• **Excerpts from a location annotation dataset**
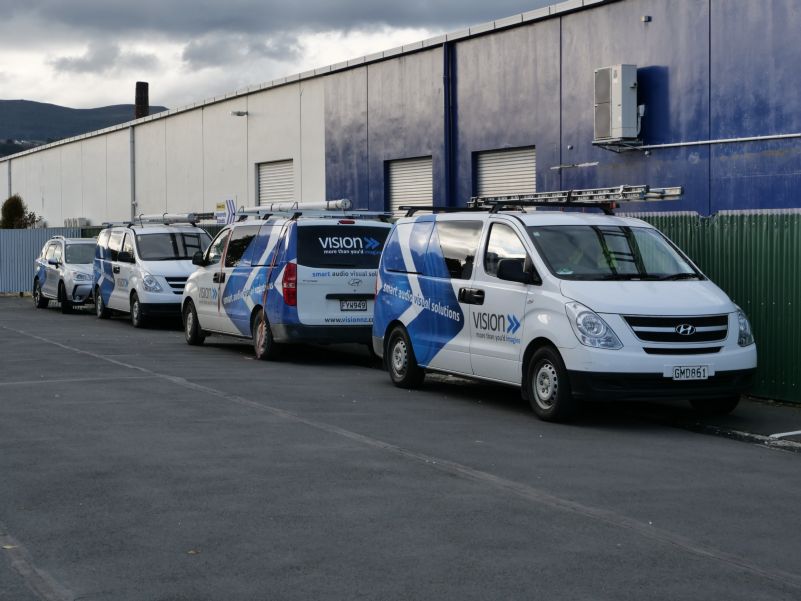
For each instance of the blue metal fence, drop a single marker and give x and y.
(19, 249)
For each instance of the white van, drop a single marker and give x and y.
(281, 278)
(141, 267)
(569, 306)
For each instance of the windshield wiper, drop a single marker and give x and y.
(681, 276)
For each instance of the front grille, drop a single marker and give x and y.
(708, 328)
(177, 284)
(695, 350)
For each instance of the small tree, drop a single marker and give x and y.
(15, 215)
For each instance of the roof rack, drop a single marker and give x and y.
(605, 199)
(327, 208)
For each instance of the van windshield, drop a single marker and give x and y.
(171, 246)
(592, 252)
(80, 254)
(341, 245)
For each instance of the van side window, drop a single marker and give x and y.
(127, 244)
(214, 254)
(458, 241)
(114, 244)
(503, 243)
(241, 239)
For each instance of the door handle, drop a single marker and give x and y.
(471, 296)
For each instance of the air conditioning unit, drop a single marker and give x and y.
(617, 116)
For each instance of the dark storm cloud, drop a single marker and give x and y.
(101, 57)
(222, 48)
(196, 17)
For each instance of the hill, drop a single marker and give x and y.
(38, 121)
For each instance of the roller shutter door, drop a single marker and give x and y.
(409, 182)
(504, 172)
(276, 182)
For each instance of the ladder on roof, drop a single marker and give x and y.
(605, 199)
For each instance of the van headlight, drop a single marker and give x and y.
(744, 337)
(150, 283)
(590, 329)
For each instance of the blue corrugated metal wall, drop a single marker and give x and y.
(707, 69)
(19, 249)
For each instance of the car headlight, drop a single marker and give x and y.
(744, 337)
(590, 329)
(150, 283)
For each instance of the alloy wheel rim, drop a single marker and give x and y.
(546, 385)
(399, 357)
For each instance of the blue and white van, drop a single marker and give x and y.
(140, 268)
(287, 278)
(568, 306)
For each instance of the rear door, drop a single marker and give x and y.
(337, 264)
(50, 283)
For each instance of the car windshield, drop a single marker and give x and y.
(80, 254)
(171, 246)
(585, 252)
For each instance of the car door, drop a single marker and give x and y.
(119, 293)
(496, 322)
(235, 281)
(207, 279)
(50, 280)
(444, 302)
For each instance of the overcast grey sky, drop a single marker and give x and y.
(88, 53)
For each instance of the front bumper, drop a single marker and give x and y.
(653, 386)
(295, 333)
(160, 309)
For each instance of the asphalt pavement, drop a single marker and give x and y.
(135, 467)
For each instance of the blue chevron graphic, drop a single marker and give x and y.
(514, 324)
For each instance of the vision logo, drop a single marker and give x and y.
(207, 295)
(496, 322)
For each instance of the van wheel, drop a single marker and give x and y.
(101, 310)
(549, 387)
(137, 319)
(39, 300)
(403, 369)
(66, 305)
(264, 346)
(194, 335)
(714, 407)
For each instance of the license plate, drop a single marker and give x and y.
(689, 372)
(353, 305)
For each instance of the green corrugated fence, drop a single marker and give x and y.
(755, 256)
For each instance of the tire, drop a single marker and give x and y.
(715, 407)
(137, 319)
(192, 332)
(101, 310)
(66, 305)
(39, 300)
(548, 387)
(264, 347)
(401, 362)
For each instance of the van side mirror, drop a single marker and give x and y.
(514, 270)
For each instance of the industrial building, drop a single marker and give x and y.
(537, 101)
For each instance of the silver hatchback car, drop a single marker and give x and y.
(63, 272)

• **Direction**
Reproduce all of the records above word for word, leaving out the pictures.

• **Result of the exercise**
For each instance of the blue metal fence, drop a single marker and give x and y.
(19, 249)
For each instance of the white van, drop a single marker and give x and y.
(281, 278)
(141, 267)
(569, 306)
For each instance of the windshield wiper, drop a single marker and give x and y.
(681, 276)
For each instance of the front grille, drop a single marker and give x and y.
(708, 328)
(177, 284)
(695, 350)
For each instance of the small tree, drop a single marker and give x and y.
(15, 215)
For each instance of the roof rack, drop a single marker and give x and y.
(605, 199)
(327, 208)
For each instance of the van windshield, drop a single marker and give x and y.
(171, 246)
(592, 252)
(80, 254)
(341, 245)
For each instance of the van side window, drop a single marker and give x and y.
(127, 244)
(214, 254)
(458, 241)
(114, 244)
(503, 243)
(241, 239)
For each instance of the door handle, drop a single marker and give x and y.
(471, 296)
For each instance of the air conditioning unit, drop a single marker and give x and y.
(617, 116)
For each instance of the dark storm cloud, drop a single marker and give x and y.
(101, 57)
(222, 48)
(196, 17)
For each instance of the hill, drop a single marker and give x and y.
(38, 121)
For each instance of the roller shutter door, drop a single marker and give x and y.
(409, 182)
(504, 172)
(276, 182)
For each instance of the ladder on roof, drop a single marker and give x and y.
(605, 199)
For each instance of the van headlight, drop a single marker and give x and y.
(744, 337)
(150, 283)
(590, 329)
For each instance of the blue corrugated metal wall, drop a single marker and give x and y.
(707, 69)
(19, 249)
For each instance of the car headlight, drop a single marker and give x and y.
(744, 337)
(590, 329)
(150, 283)
For each instance of the alloy wheel rim, drop a single marker and give x and y.
(546, 385)
(399, 357)
For each instance of the blue and white van, drop a single marker and give x and y.
(140, 268)
(287, 278)
(568, 306)
For each instance of the rear door, drop a single marker and give x and y.
(337, 264)
(50, 283)
For each instance of the car windshield, drop a single marker and give x and y.
(80, 254)
(171, 246)
(585, 252)
For each instance of the car door, drop a single marker and give x and y.
(119, 293)
(496, 322)
(235, 281)
(207, 279)
(50, 280)
(444, 302)
For each instance of the overcast grey sky, drop a single marker and give x and y.
(88, 53)
For each instance of the front bumper, drop a single marker and give x and y.
(653, 386)
(295, 333)
(160, 309)
For each instance of the asphalt pavement, drop a single marker and give x and y.
(135, 467)
For each instance of the blue chevron graphic, drop a single marker and give x and y.
(514, 324)
For each instance of the vision logo, drop a single marker and give x and y.
(207, 295)
(496, 322)
For each instance of the van wheel, drop a single marker and give x and y.
(101, 310)
(549, 387)
(137, 319)
(39, 300)
(403, 369)
(66, 305)
(264, 346)
(194, 335)
(714, 407)
For each instance of the license plate, drop a single marker and give x and y.
(689, 372)
(353, 305)
For each instance of the green corrugated fence, drop a single marker and give x and y.
(755, 256)
For each instance of the tire, drop a single marker and give x and y.
(715, 407)
(137, 319)
(192, 332)
(101, 310)
(66, 305)
(39, 300)
(548, 387)
(264, 347)
(401, 362)
For each instance of the van side mirror, drop a single marker and give x and y.
(514, 270)
For each instance of the industrial building, drop a single marker and give x and y.
(537, 101)
For each instance of the silver hatchback car, drop a single marker and give x and y.
(63, 272)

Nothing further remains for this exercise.